Image box annotation records
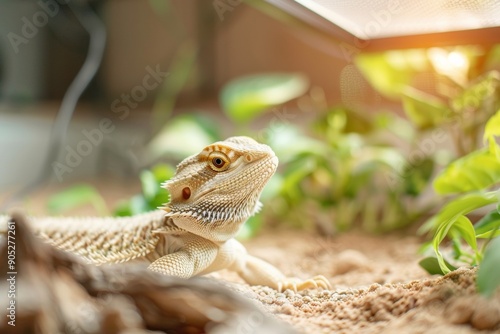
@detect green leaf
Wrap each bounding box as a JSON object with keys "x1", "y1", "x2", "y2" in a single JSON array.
[
  {"x1": 221, "y1": 73, "x2": 309, "y2": 123},
  {"x1": 130, "y1": 195, "x2": 149, "y2": 215},
  {"x1": 451, "y1": 71, "x2": 500, "y2": 112},
  {"x1": 113, "y1": 201, "x2": 132, "y2": 217},
  {"x1": 430, "y1": 192, "x2": 498, "y2": 229},
  {"x1": 453, "y1": 216, "x2": 477, "y2": 252},
  {"x1": 434, "y1": 149, "x2": 500, "y2": 194},
  {"x1": 474, "y1": 210, "x2": 500, "y2": 238},
  {"x1": 426, "y1": 192, "x2": 498, "y2": 273},
  {"x1": 148, "y1": 114, "x2": 218, "y2": 159},
  {"x1": 355, "y1": 50, "x2": 428, "y2": 99},
  {"x1": 151, "y1": 164, "x2": 175, "y2": 184},
  {"x1": 402, "y1": 87, "x2": 450, "y2": 129},
  {"x1": 476, "y1": 238, "x2": 500, "y2": 297},
  {"x1": 47, "y1": 184, "x2": 108, "y2": 215},
  {"x1": 483, "y1": 110, "x2": 500, "y2": 160},
  {"x1": 418, "y1": 256, "x2": 457, "y2": 275},
  {"x1": 139, "y1": 170, "x2": 160, "y2": 200},
  {"x1": 483, "y1": 110, "x2": 500, "y2": 141}
]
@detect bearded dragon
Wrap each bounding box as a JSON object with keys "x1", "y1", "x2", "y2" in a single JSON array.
[{"x1": 0, "y1": 137, "x2": 330, "y2": 291}]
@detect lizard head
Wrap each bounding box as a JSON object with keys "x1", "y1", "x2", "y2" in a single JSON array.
[{"x1": 163, "y1": 137, "x2": 278, "y2": 241}]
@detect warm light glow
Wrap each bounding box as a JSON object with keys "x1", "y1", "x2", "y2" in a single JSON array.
[
  {"x1": 448, "y1": 51, "x2": 469, "y2": 69},
  {"x1": 428, "y1": 48, "x2": 469, "y2": 84}
]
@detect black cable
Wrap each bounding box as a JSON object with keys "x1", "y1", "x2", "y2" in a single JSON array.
[{"x1": 1, "y1": 1, "x2": 106, "y2": 211}]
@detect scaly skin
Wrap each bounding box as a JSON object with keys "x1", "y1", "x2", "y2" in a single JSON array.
[{"x1": 0, "y1": 137, "x2": 330, "y2": 291}]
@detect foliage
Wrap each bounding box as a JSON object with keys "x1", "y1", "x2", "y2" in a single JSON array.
[
  {"x1": 356, "y1": 47, "x2": 500, "y2": 156},
  {"x1": 421, "y1": 110, "x2": 500, "y2": 294},
  {"x1": 114, "y1": 164, "x2": 175, "y2": 216},
  {"x1": 47, "y1": 184, "x2": 108, "y2": 215},
  {"x1": 47, "y1": 164, "x2": 174, "y2": 216},
  {"x1": 221, "y1": 73, "x2": 309, "y2": 123},
  {"x1": 269, "y1": 108, "x2": 433, "y2": 233}
]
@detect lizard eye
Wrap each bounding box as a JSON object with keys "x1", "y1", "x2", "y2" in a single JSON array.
[{"x1": 208, "y1": 152, "x2": 229, "y2": 172}]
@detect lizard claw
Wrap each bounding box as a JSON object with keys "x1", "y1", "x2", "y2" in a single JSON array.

● **REQUIRED TASK**: Pull out each line of the records that contains the string "detect", treating uppercase and lowercase as different.

● **SOLUTION FOR THIS EXERCISE**:
@detect green leaf
@detect bearded dragon
@detect lizard head
@detect warm light glow
@detect black cable
@detect scaly skin
@detect foliage
@detect lizard eye
@detect lizard claw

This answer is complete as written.